##### Dataset records #####
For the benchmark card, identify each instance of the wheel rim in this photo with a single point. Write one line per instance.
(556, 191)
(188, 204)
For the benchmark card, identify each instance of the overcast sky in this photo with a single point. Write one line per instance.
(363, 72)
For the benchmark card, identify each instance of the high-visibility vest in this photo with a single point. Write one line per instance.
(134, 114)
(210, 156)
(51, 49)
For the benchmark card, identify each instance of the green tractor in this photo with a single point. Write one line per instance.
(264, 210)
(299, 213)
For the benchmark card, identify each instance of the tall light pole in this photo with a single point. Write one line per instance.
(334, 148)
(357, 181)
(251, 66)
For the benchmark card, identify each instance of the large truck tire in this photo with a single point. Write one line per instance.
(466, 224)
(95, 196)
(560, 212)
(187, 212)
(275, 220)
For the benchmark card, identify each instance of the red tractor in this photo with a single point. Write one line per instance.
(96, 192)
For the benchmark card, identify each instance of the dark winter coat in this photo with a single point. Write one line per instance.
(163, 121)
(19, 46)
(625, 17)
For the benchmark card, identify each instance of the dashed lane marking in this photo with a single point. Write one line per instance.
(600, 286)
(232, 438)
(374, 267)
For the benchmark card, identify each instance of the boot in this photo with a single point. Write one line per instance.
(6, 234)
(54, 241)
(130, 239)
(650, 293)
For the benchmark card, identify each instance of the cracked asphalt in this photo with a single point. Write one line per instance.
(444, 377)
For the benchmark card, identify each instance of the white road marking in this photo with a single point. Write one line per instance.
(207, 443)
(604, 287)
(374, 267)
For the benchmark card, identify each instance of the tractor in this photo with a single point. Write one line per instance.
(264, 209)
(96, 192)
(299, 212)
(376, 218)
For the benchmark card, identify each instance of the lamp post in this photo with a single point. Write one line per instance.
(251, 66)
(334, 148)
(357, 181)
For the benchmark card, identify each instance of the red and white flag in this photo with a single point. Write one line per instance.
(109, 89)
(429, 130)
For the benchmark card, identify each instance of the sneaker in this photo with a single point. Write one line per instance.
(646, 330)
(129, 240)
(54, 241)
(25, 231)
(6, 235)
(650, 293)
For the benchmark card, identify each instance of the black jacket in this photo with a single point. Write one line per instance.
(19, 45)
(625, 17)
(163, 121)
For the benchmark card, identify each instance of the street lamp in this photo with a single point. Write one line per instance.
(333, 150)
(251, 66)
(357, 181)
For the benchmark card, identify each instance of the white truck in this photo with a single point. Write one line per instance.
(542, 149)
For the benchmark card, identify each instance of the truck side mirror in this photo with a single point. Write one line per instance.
#####
» Given instruction
Output the full listing without altering anything.

» The output
For the benchmark card, identify each instance of the wheel rim in this photo with a single point. Write one line per instance.
(556, 191)
(188, 204)
For the benchmark card, identify each instance of the overcast sky in this photo with a single point. Write one line per instance.
(363, 72)
For the benchmark card, identify each instance of the high-visibility vest in this photo with a single point. Write one line per instance.
(134, 114)
(210, 156)
(51, 49)
For the benchmark card, identify each instance of the green tractor in this photo with a single point. Write one line per instance.
(264, 210)
(299, 213)
For the benchmark card, identify each instance of the tall light pole in this photo with a single point. Write one line per instance.
(334, 148)
(357, 181)
(251, 66)
For the benchmark card, identify each instance of the large truck tire in this photo with a single point. Write one line per instance.
(466, 224)
(95, 196)
(560, 212)
(187, 212)
(275, 220)
For the benchmark card, identify each instance of the red tractor in this photo with a single point. Write one line per instance.
(96, 192)
For the benchmark card, identify each instance of the dark winter coat in this photo with a single point. Write one line per instance.
(163, 121)
(19, 46)
(625, 17)
For the benchmark card, identify each instance of the dashed lane marking in this photo with a single point. Write one line per instance.
(600, 286)
(232, 438)
(374, 267)
For the benchmark card, identify each instance of the boot in this photo with a single point. Write one line per instance.
(6, 234)
(54, 241)
(130, 239)
(650, 293)
For the benchmark card, identify each instance of the cracked asphalt in this photo with a single point. Write one line per instance.
(444, 377)
For the benchmark card, identify each instance of the white road marking in this photo with a single point. Write one line per instance.
(207, 443)
(604, 287)
(374, 267)
For the benchmark card, identify each instance of the tractor in this photo with a single point. Write one line per instance.
(264, 209)
(96, 192)
(299, 212)
(376, 218)
For the benchmark card, identify each instance of the lamp post in this photo with a single point. Write one line per instance.
(251, 66)
(334, 148)
(357, 181)
For the benchmark card, identify each instance of the red and white flag in this photo with a single point. Write one line per instance.
(109, 89)
(429, 130)
For the benchmark card, identify each instance of the sneaker in this photo with a single point. Write one line per instance.
(646, 330)
(129, 240)
(54, 241)
(25, 231)
(6, 235)
(650, 293)
For the benchmark card, identify each instance of the black jacket in this photo with a single point. Write one line per instance.
(19, 45)
(625, 17)
(163, 121)
For the benchmark card, identify each instance of the street lamp in this photo with a single point. Write one line per instance.
(333, 150)
(251, 66)
(357, 181)
For the benchmark card, identify each instance of the white truck in this photo with a single point. Write one line per instance.
(542, 149)
For the benchmark card, identify each instance of the truck side mirror in this photo with a single point. Write one line per instance.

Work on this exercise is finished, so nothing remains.